How Do I Get My Short Film Made?

The answer to this question is easy.

Make it easy to make.

“Yeah, right,” I hear you say. “Cause it’s that simple.”

It really is though. Think about it. You’re a producer who is really really eager to make a short film and get their career started. To dip their toe in the water. You’ve maybe tried once or twice before but the acting was weak or the cinematography wasn’t right so the film wasn’t very good. You know you can do better. You know, because you’ve finally figured it out, that the script is so crucial to a good film. The script is key. You are very aware of the fact that you aren’t a writer, so you have a hunt around on the internet to see if you can source a few scripts to choose from.

Three come across your desk that really stand out.

One is a tightly written, action-packed short. Fun, silly, lots of car chases and explosions, guns, stunts, packed with jokes and witty dialogue.

One is a hilarious comedy, set in someone’s living room – a conversation between three friends dealing with a crisis, full of memorable one liners and a bit of slapstick.

One is a tense drama about teen suicide, with a heart breaking scene with a boy jumping off the top of a building, an argument in the middle of a busy shopping centre at Christmas and a newborn baby character.

Which would you choose to make?

You’re a filmmaker who wants to make an impact. So perhaps option three. But then, that’s going to be difficult to shoot with getting a stuntman to jump off a building with a small budget – plus organising a newborn baby to be on set is going to most likely be really difficult. Getting permission to shoot in a busy shopping centre is hard enough – let alone trying for Christmas time. Even if you get permission outside of December, you’re then going to have to pay for the location to be dressed like it’s Christmas, so extra money on props and set design. So it’s unlikely to be option three that’s picked.

You’re a filmmaker who wants to make something the audience is going to enjoy. So then maybe option one. But again, stunts, car chases, explosions – all that equals extra bodies on set (stuntmen, drivers and pyrotechnics) and extra bodies equals money, which there isn’t really room for in the budget. That coupled with car hire from the drivers, money for the explosives from the pyro guy, making sure that the guns you’re using don’t get mistaken for real ones by the general public – there’s a lot of work and money to be put in to that one too.

WORK REQUEST 1 »
Answer these from the short film text:
(a) Where is the comedy script set?
(b) What does the producer finally figure out is key to a good film?
(c) Which extra people on set does the action script call for?
WORK REQUEST 2 »
Extend the text on getting a short film made, picking up right after its last sentence.
The rows play no part in the text on getting a short film made.

MATERIAL SHOWN »
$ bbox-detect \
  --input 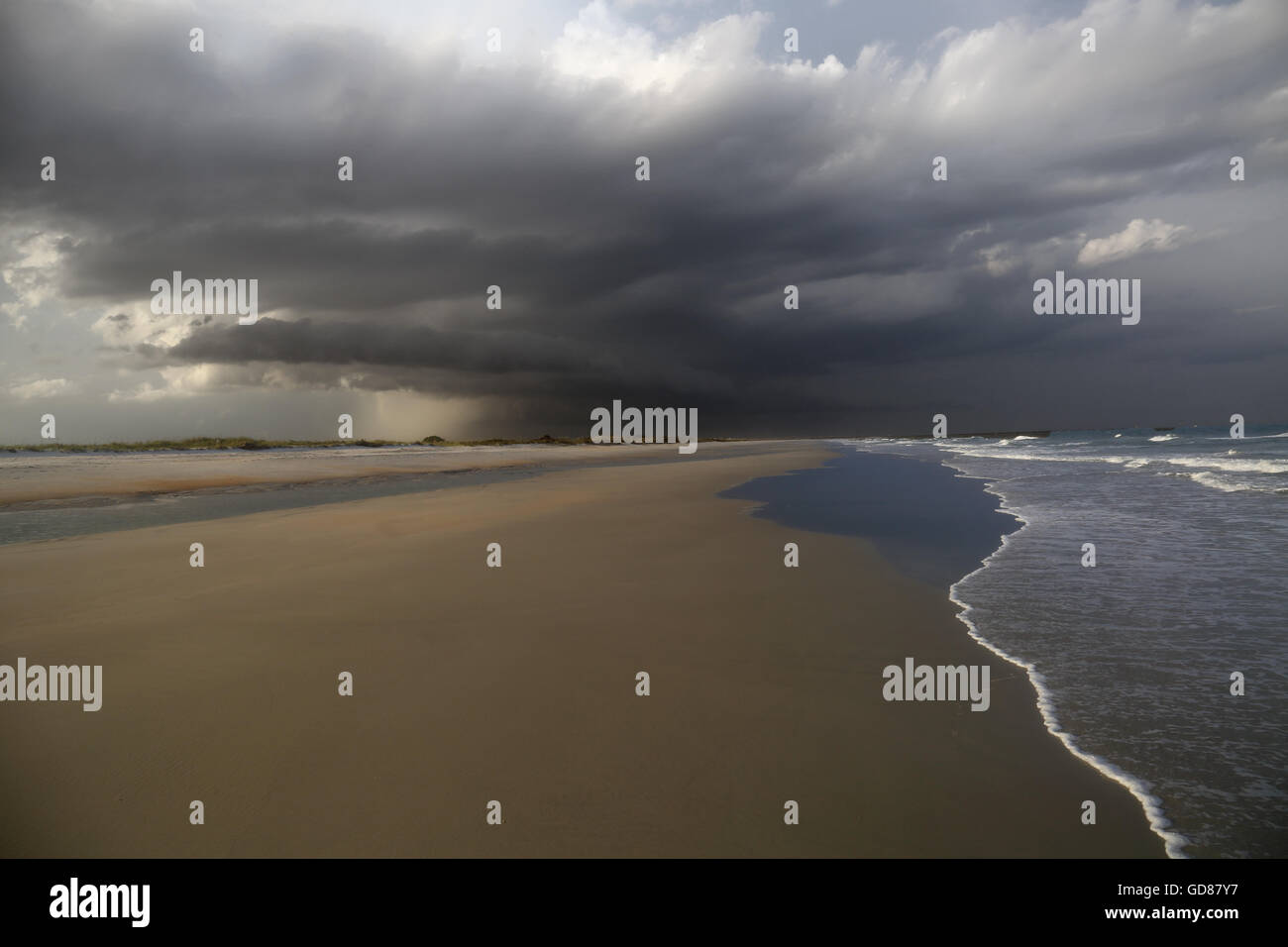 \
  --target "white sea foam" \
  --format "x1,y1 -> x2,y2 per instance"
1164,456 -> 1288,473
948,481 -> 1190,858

---

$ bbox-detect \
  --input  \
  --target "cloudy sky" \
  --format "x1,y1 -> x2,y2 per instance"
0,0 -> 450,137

---

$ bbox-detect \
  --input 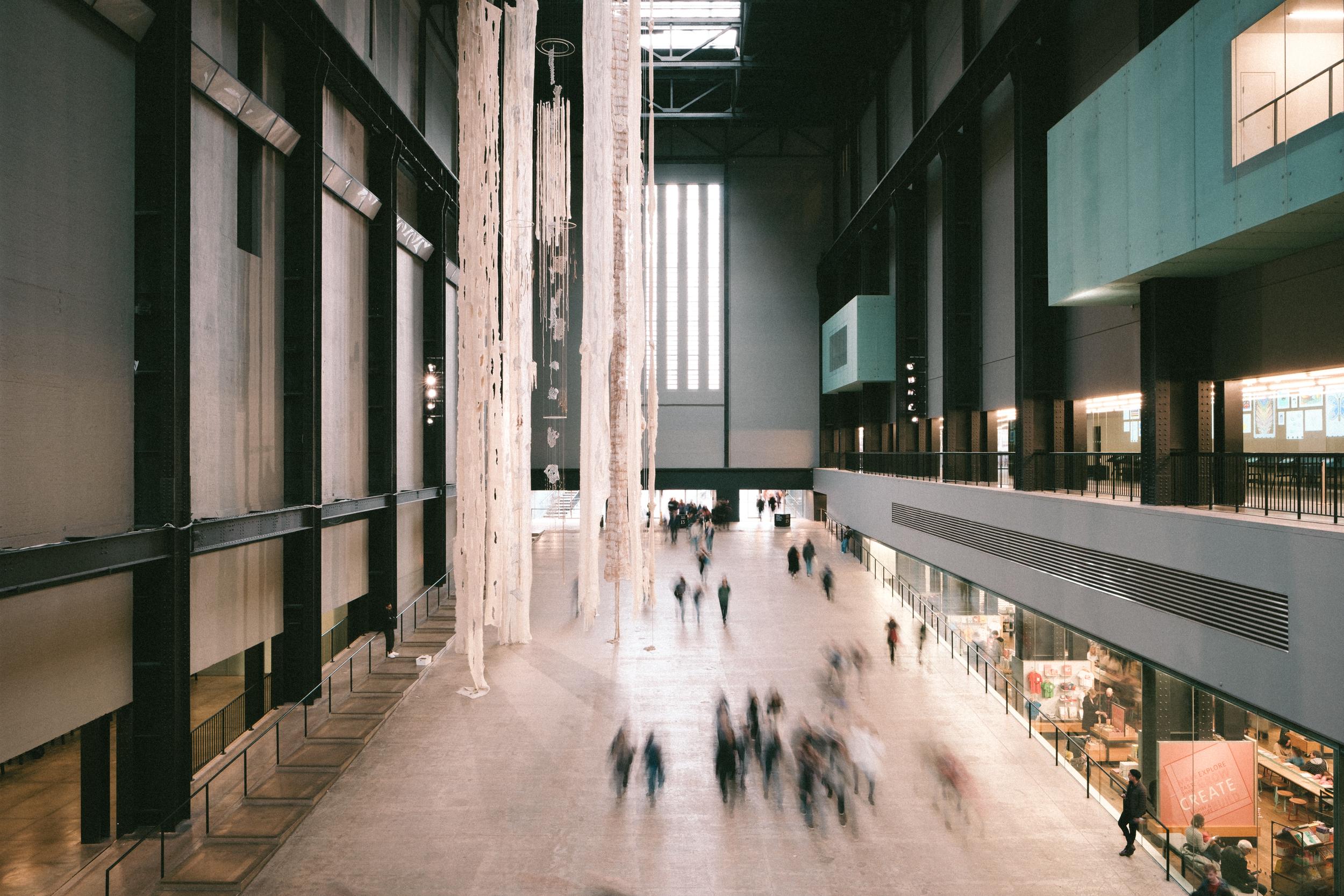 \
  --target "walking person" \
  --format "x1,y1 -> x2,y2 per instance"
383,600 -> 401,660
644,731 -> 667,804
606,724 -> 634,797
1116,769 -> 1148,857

EXPECTED OUTPUT 1 »
(a) In someone's living room.
(b) The script.
(c) Stuntmen, drivers and pyrotechnics.

EXPECTED OUTPUT 2 »
You’re almost certainly going to choose option two.

Limited characters means that if you know one actor who is fantastic, they might be able to do a ring around and see if they know anyone else to do it.

One location means you can pile everyone into a house for two days and really attack it and get it done in one hit without losing too much time on location moves. Location moves can mean that crew get stuck in traffic, people get lost, gear gets misplaced – all sorts of little things can go wrong when you’re trying to shoot in multiple locations in one day.

Funny script means that if that one actor who is fantastic likes it and wants to get involved, those actors they’re ringing are likely to be the better actors they know as they can see the quality of the work.

That’s not to say don’t write multiple locations or explosions or shorts that require lots of production design. Write them as well – but if you want things to be produced to give you a little bit more credibility as a writer which may then lead to producers with more money asking what else you’ve been working on, start small. Start simple.

Make it easy for the little producer (who could one day be a big producer) to pick your script.

Then make sure you get that script out there as much as you can so they can find it!